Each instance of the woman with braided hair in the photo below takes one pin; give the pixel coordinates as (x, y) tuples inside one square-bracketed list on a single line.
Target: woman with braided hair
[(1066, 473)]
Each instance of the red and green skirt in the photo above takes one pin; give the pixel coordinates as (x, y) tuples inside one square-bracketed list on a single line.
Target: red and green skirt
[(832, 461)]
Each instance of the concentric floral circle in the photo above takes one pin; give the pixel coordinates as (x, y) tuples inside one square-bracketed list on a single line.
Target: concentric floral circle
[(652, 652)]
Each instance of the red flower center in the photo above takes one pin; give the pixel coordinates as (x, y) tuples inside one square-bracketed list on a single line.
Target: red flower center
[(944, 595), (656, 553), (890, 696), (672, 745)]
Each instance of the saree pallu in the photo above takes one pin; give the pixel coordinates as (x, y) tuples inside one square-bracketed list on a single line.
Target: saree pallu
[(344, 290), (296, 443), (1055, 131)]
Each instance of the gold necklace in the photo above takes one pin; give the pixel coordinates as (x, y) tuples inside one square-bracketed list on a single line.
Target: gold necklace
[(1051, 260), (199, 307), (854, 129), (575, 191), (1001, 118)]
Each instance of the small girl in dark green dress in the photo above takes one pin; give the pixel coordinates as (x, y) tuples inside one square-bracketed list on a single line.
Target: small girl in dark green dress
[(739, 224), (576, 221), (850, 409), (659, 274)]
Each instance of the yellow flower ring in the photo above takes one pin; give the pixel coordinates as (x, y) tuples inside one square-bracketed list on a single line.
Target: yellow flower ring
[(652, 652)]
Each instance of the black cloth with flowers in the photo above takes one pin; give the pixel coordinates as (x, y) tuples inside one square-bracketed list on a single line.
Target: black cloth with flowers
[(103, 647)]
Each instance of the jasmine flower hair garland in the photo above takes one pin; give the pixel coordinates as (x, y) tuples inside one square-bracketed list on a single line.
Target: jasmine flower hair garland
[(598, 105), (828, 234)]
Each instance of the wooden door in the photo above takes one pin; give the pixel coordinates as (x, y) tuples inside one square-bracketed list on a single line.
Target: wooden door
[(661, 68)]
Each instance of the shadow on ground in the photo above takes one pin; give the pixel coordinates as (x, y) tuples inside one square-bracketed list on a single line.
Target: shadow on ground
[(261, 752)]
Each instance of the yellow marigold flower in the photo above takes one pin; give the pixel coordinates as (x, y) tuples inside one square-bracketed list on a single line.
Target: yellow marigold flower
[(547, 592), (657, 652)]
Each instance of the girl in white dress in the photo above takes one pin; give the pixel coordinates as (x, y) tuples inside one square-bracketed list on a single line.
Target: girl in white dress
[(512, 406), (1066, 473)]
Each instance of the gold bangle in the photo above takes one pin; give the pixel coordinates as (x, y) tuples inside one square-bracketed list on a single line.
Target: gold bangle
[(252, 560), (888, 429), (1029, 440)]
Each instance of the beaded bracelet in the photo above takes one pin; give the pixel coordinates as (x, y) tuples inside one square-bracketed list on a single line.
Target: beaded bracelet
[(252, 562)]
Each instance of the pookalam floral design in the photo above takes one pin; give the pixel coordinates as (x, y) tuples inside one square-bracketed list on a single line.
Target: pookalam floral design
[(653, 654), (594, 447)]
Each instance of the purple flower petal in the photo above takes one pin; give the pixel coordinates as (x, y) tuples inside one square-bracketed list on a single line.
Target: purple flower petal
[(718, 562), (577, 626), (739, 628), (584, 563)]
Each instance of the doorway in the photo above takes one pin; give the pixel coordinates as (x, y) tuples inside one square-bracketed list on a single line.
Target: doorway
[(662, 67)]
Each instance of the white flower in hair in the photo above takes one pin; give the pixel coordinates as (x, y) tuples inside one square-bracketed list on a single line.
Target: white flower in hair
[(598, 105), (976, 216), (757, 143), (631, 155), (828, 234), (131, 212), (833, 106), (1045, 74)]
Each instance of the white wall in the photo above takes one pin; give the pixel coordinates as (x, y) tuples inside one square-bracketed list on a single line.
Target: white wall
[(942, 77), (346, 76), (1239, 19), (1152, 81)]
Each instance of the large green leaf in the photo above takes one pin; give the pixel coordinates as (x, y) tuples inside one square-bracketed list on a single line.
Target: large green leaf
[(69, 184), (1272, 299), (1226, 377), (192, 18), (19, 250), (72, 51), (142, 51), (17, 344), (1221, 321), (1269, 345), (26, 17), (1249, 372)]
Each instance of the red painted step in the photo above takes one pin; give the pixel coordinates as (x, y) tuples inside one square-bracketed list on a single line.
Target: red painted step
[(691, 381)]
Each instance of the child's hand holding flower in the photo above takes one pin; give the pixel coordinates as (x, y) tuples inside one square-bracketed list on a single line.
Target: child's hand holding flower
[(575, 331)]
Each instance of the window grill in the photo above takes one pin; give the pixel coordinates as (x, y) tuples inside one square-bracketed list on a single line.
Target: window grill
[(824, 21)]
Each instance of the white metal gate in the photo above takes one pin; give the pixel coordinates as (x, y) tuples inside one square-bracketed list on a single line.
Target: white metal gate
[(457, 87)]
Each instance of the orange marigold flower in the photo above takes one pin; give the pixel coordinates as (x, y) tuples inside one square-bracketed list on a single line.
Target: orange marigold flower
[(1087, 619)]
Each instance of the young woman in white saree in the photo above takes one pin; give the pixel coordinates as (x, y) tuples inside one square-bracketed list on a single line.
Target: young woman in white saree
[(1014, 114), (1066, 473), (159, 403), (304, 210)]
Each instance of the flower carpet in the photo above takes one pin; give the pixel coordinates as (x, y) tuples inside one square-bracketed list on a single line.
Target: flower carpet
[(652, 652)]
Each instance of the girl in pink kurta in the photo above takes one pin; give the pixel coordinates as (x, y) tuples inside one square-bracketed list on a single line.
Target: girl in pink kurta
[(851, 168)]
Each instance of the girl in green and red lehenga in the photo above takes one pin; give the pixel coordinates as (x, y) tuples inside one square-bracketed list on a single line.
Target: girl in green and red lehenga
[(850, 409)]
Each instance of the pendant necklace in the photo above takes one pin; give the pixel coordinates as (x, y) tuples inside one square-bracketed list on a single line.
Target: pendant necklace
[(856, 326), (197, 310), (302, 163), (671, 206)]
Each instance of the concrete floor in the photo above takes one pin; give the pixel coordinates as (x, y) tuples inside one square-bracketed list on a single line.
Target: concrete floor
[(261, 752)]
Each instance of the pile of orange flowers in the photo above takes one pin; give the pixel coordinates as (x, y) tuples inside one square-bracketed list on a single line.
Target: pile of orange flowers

▬▬▬▬▬▬▬▬▬▬

● Description of the task
Output the listing above without altering a single character.

● Solved exercise
Each instance of the woman with braided hair in the photo below takes one pin; give the pixel coordinates as (x, y) tuples inside one square-bracketed list on a single line.
Target: woman with braided hair
[(1066, 473)]
Each instance of the red and green skirt in the photo above takes one pin; give the pixel coordinates as (x, y) tuples inside one square-bracketed list on a single line.
Target: red and green skirt
[(832, 461)]
Each instance of the concentric floral circle in the photo above takes one pin; give the pixel coordinates as (x, y) tuples inside one square-bracketed list on a single line.
Target: concentric floral circle
[(652, 652)]
Each instance of the red flower center in the photo above takes one pin; give the pixel coordinates as (x, y) tuples inside one square-bracketed list on a single line.
Target: red flower center
[(944, 595), (656, 553), (890, 696), (672, 745)]
Each instance of the saree pallu in the photo above takes one pin; give the pixel coordinates as (x, y) tuples inside one square-bracketed list on a single line.
Target: saree pallu
[(344, 290), (296, 443), (1055, 131)]
Each instance of the gold necklace in the photo above takes one pin; give the pixel coordinates as (x, y) tuples inside one square-bracketed list on a single line.
Target: gold necklace
[(1051, 260), (199, 307), (854, 129), (575, 191), (1001, 118)]
Each instance of the small girl in dark green dress in the photo above takes one pin; give the pixel coordinates as (x, y) tuples inside one square-bracketed list on a single line.
Target: small girl in dark green dress
[(739, 224), (576, 221), (850, 409), (659, 274)]
Each instance of the yellow flower ring in the photo above takes one pin; give the pixel coordinates as (x, y) tuples inside one square-bracketed list on a single line.
Target: yellow flower ring
[(652, 652)]
Each instance of the black cloth with flowers in the photo above takes one pin; give the pixel coordinates as (x, y) tuples inside one square-bracketed list on a single line.
Target: black cloth with flowers
[(103, 647)]
Each instance of the jasmine flower hair garland in the photo above takes one pin; give the pixel coordinates as (x, y) tuples inside one square-bracketed list on a single line.
Target: jasmine flower hair garland
[(598, 105), (828, 234)]
Each instance of the wooden door in the photo above takes one pin; give the pixel coordinates as (x, y) tuples inside one square-bracketed list on a single line.
Target: wooden door
[(661, 68)]
Each instance of the shadow on ground in the photo above takes one pin; give the pixel coordinates as (x, y) tuples inside one square-bracketed list on a single line.
Target: shadow on ground
[(261, 752)]
Each instance of the yellow marigold flower in the photo above takes one pin; give the pixel coordinates as (x, y) tuples inside one square-bracketed list on a single line.
Target: yellow marigold flower
[(547, 592), (657, 652)]
Each instance of the girl in white dress in the photo above takes one pin; give the pixel coordinates as (x, y) tuples inside one square-bracketed list on a single line.
Target: girl in white dress
[(512, 406), (1066, 473)]
Each instance of the gold bangle in the photo above takes one pin; give the pixel coordinates as (x, y) tuples inside one square-bracketed list on a single line.
Target: gold bangle
[(252, 560), (888, 429), (1029, 440)]
Each instance of the beaded bracelet in the photo above takes one pin; give the pixel coordinates as (x, y) tuples inside one square-bracketed list on a single line.
Target: beaded bracelet
[(252, 562)]
Each instance of the pookalam floral design in the photo above takes one pin; give the pixel coordinates as (x, y) tuples inside one square-bracketed list on a single line.
Target: pookalam floral design
[(653, 654), (594, 447)]
Each instance of the purple flower petal in the photo above takes one pin; give the pixel coordinates as (x, y) tuples inside one square-bracketed list on a single line.
Target: purple flower petal
[(718, 562), (577, 626), (739, 628), (584, 563)]
Each instance of the doorway in the photo above takes one pin; give the pixel coordinates as (x, y) tuples inside one square-bracketed list on a single line.
Target: doorway
[(662, 67)]
Each instance of the white flower in hair in the photo above takes one pin; give the pixel coordinates as (x, y) tuples inside one square-bracketed list on a single line.
Target: white flower in hair
[(598, 105), (976, 216), (757, 143), (631, 155), (828, 234), (131, 212), (833, 106), (1045, 74)]
Each instance of the white wall in the photo above takes one pin; give the pixel coordinates as (x, y) tuples inside one square-bracketed list on a single line.
Target: white wall
[(942, 77), (346, 76), (1239, 19), (1152, 81)]
Each instance of the large green leaf in the photo above takes one pin; give the pixel coordinates as (x, y) tuples inside one square-bracketed list on a single line.
Target: large green leaf
[(69, 184), (1272, 299), (1226, 377), (192, 18), (19, 250), (72, 51), (142, 51), (17, 344), (1221, 321), (1269, 345), (26, 17), (1249, 372)]
Each instance of the red painted step in the photo above takes one pin; give the pixel coordinates as (x, y) tuples inside one square-bracketed list on a single line.
Target: red painted step
[(691, 381)]
Each instance of the child's hand holding flower in the photo above takes one pin; give the pixel coordinates as (x, y) tuples inside one square-bracketed list on a single line.
Target: child's hand holding flower
[(575, 331)]
Each instance of the window grill in the photo above takes one pin; give the pixel coordinates as (x, y) tuples inside one square-bracketed list on a single line.
Target: window grill
[(824, 21)]
Each instance of the white metal gate in the photo above takes one pin; give the pixel coordinates as (x, y) tuples inside one square-bracketed list on a single line.
Target: white metal gate
[(457, 87)]
Each instance of the orange marigold flower in the photo above takes one pin; give the pixel coordinates as (x, y) tuples inside one square-bracketed list on a single line.
Target: orange marigold flower
[(1087, 619)]
Each instance of the young woman in white saree in the photo above takes one pin; give the pixel coordinates as (x, y) tuples inside one square-bracketed list on a single line.
Target: young woman in white saree
[(1014, 114), (1066, 473), (159, 403), (304, 210)]
Each instance of the flower carpet in the photo above takes one pin; give the pixel coordinates as (x, y) tuples inside one square-bracketed list on a single line.
Target: flower carpet
[(652, 652)]
Each instance of the girl in pink kurta in the photo above takes one pin; give the pixel coordinates as (x, y) tuples inside one square-bracketed list on a single line.
Target: girl in pink kurta
[(851, 168)]
Each instance of the girl in green and red lehenga in the photo above takes one pin; give the pixel coordinates as (x, y) tuples inside one square-bracketed list on a single line.
Target: girl in green and red lehenga
[(850, 409)]
Each instance of the pendant necklace in the photo above takes one pin; give the pixel coordinates as (x, y) tuples inside one square-bracketed list on a single line.
Target: pendant necklace
[(856, 326), (197, 310), (302, 163), (671, 206)]
Each instance of the concrete floor in the photo above takes one pin; give the pixel coordinates as (x, y) tuples inside one square-bracketed list on a single line.
Target: concrete floor
[(261, 752)]
Each instance of the pile of orange flowers in the photo above takes one pin; give the pixel coordinates as (x, y) tuples inside one square-bracketed list on a single line.
Target: pile of orange flowers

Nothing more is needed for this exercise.